-- START OF EXCERPTED TEXT --

A mere five years ago, our friends at the Oxford English Dictionary added some words. “New” words can appear to come out of left field. They can also be remarkable because they don’t seem to be new at all, or for myriad other reasons. Though many words on the “new” list are worthy of comment, the following words caught my eye.
SCOTUS is an acronym referring to the Supreme Court of theUnited States. What I find most intriguing about this addition is the lack of its sibling acronyms POTUS, President of the United States, & FLOTUS, First Lady of the United States.
And if we have acronyms, why not backronyms. There are two types of this "new" word. The first sort is a word which is not an acronym, but is believed to be one. The story has been told that the word cop stands for constable on patrol, but this is not the word’s origin. The second type of backronym is a purposefully constructed acronym. The condition of sneezing upon seeing a sudden bright light has been creatively labeled autosomal dominant compelling helio-opthalmic outburst, or ACHOO.

-- END OF EXCERPTED TEXT --
-- START OF LISTED RECORDS --

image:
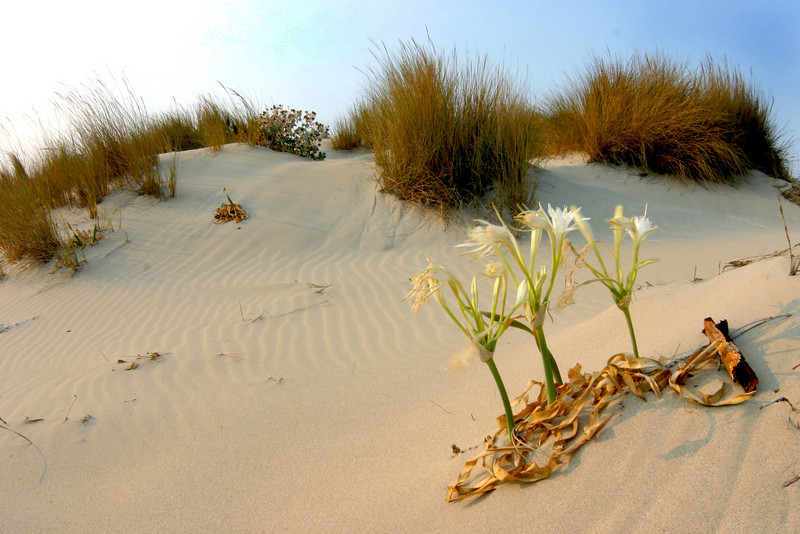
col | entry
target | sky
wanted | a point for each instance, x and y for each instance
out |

-- END OF LISTED RECORDS --

**GIVEN EXERCISE:**
Please rewrite the passage on new dictionary words from "A mere five" up to and including "caught my eye.", renaming "words" to "terms" each time it appears. The data here is separate from the passage on new dictionary words.

**SOLUTION TO THIS TASK:**
A mere five years ago, our friends at the Oxford English Dictionary added some terms. “New” terms can appear to come out of left field. They can also be remarkable because they don’t seem to be new at all, or for myriad other reasons. Though many terms on the “new” list are worthy of comment, the following terms caught my eye.